→ **Selección**
◆ ◆ ◆ ◆ ◆ ◆ ◆

10/10/25

Disscessum reginae

In memoriam I.P.V. 


1.

Entré a tu habitación recordándote de hace ocho días, ya con la voz casi apagada y esa lágrima contenida al escuchar la voz de Julio Jaramillo. Te puse una playlist que encontré por casualidad pero cada canción nos asestó golpes críticos. Los dos lloramos así, a una sola lágrima acompasada por el bolero; yo recordando cualquier otro mal de amores y tú extrañando entrañablemente a mi abuelo.

Me lo confesaste sin decirlo realmente. Me pediste esas canciones y me dijiste que te acordabas de tu viejo. Y entonces mi dolor cambió. Entró por la puerta grande la memoria de tu esposo, del padre que le tomé prestado a mi madre. Y también contuve una lágrima por él mientras te sostenía la mano.

Después de nuestra justa dosis de nostalgia, nos recluimos al silencio y al tranquilo azar de la casa de mi tía, a la llegada (por fin) de una televisión y a la eterna lucha del ser humano contra las antenas de recepción de señal, para que pudieras distraerte un poco de la vida (que se escapaba) con un show dedicado a esa otra madre a la cual eras tan devota.


2.

Mi madre me llamó en la noche. Ese día me había dormido una buena parte de la tarde, porque sentí un cansancio que me era ajeno pero que me apremiaba a adelantar mi sueño.

Entré a verte. Parecía que en una semana te había recorrido un siglo el cuerpo entero. La vejez aparente, que habías repelido con tanta gracia, se aprovechó de que tenias la guardia baja y se asentó en tus pómulos, en tu boca abierta con la que tratabas de jalar todo el aire que te fuera posible, en tus manos que sentí frágiles por primera vez en mi vida.

◆ ◆ ◆ ◆ ◆ ◆ ◆

→ **Datos registrados**

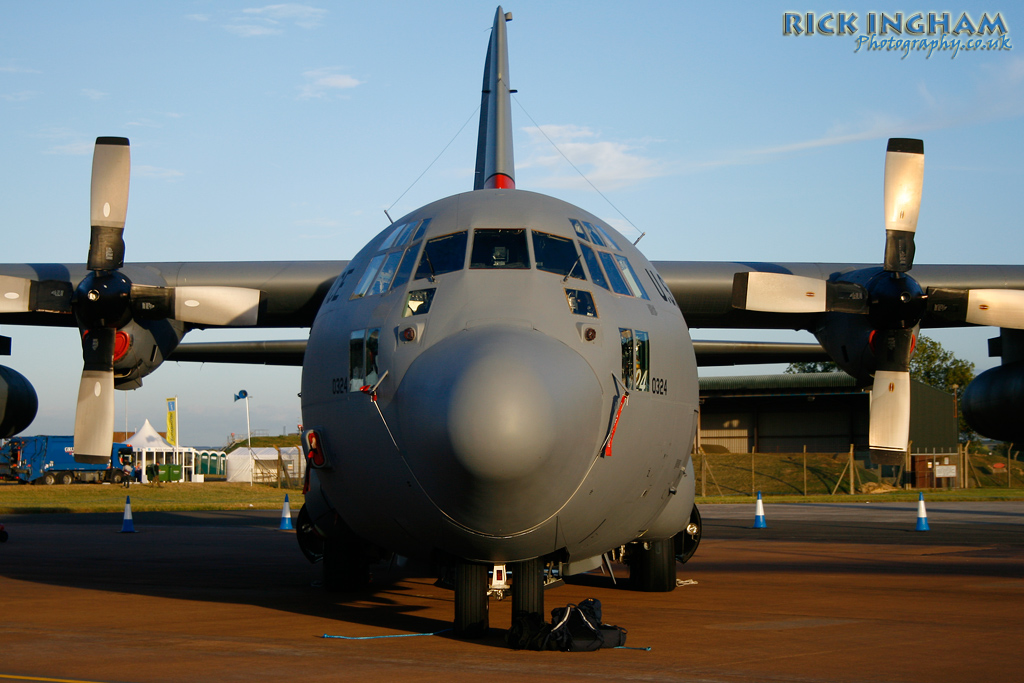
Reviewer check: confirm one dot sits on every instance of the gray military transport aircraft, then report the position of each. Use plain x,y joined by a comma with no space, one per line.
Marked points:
500,382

◆ ◆ ◆ ◆ ◆ ◆ ◆

→ **Consignas**
1: En el relato sobre la abuela, ¿de qué cantante era la voz que hizo contener una lágrima a la abuela hace ocho días?
2: Por favor, continúa el relato sobre la abuela a partir de su última oración.

→ **Resultados del ejercicio**
1: De Julio Jaramillo.

2:
Estabas ahí pero casi ya no estabas. Aún pedías agua por ratitos pero tus ojos miraban más allá del techo descarapelado. Aún quitabas la mano cuando te hartabas de la sensación o la sacabas de la cobija cuando te acalorabas, pero era más instinto por buscar una posición menos incómoda que una decisión de estar a gusto.

Le dije a la doctora que de pronto sentí cómo tus manos se pusieron muy frías. Ella no quería alejarse de ti, pero tenía que hacerlo. Sólo pudo meter tu mano bajo la cobija (y aún así la volviste a sacar). Escuché cómo tu respiración agitada se volvía un acompasado batallar por retener oxígeno. Incluso sentí que te habías ido cuando sólo estaba yo contigo un par de veces.

Recuerdo que pedí a mi niña blanca que no me dejara estar solo cuando partieras; sin embargo, al ver tu dolor, le pedí que se apurara, que te recogiera ya para que ese sufrimiento cesara. Creo que te resististe lo más que pudiste, para darle tiempo a tu hijo de recorrer todos esos kilómetros o quizá no querías irte sin tener la certeza de que verías nuevamente a tu viejo.

No te fuiste sola, pero si te fuiste mientras te sostenía para tratar de limpiarte la boca una última vez. Te fuiste mientras tus hijas intentaban sostenerte y acicalarte, como si termináramos de ponerte guapa para el último viaje que ya emprendías.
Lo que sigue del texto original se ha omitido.